### Set task 1
Decide whether each statement agrees with the JPA cascading removal thread. Answer yes or no and quote the words from the thread that decide it. (a) The poster is working with Hibernate. (b) A product holds a reference to its parent category. (c) The category's list of products is set to cascade.

### Supplied passage
-*-
JPA Cascading removal of parent and Child - jpa-2.0

I'm trying to learn and understand JPA, and just have a couple of questions regarding deleting a parent and its children in one go. I'm using OpenJPA and EJB3. I have two entities, a Category and a Product. A Category contains many products and a product has a reference to its parent category. The category's list of products is set to cascade.
//Category
#Entity #NamedQueries({#NamedQuery(name = "Category.getCategoryByName", query = "SELECT c FROM Category c WHERE c.name = :name"),#NamedQuery(name = "Category.getCategoryByCategoryId", query = "SELECT c FROM Category c WHERE c.categoryid = :categoryid"), #NamedQuery(name = "Category.getAllCategories", query = "SELECT c FROM Category c left join fetch c.products")})
public class Category implements Serializable {
private static final long serialVersionUID = 1L;
#Id
#GeneratedValue(strategy=IDENTITY)
-*-
### Data entries

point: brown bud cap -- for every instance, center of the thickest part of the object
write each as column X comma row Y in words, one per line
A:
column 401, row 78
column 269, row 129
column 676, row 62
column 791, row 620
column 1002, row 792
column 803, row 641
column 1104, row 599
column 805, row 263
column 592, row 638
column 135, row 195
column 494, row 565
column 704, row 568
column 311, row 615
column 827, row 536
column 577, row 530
-*-
### Set task 2
Copy the part of the entries that begins with their first line and ends with the line containing "column 704, row 568", including both of those lines.

### Final result 1
(a) No: "I'm using OpenJPA and EJB3."
(b) Yes: "a product has a reference to its parent category"
(c) Yes: "The category's list of products is set to cascade."

### Final result 2
point: brown bud cap -- for every instance, center of the thickest part of the object
write each as column X comma row Y in words, one per line
A:
column 401, row 78
column 269, row 129
column 676, row 62
column 791, row 620
column 1002, row 792
column 803, row 641
column 1104, row 599
column 805, row 263
column 592, row 638
column 135, row 195
column 494, row 565
column 704, row 568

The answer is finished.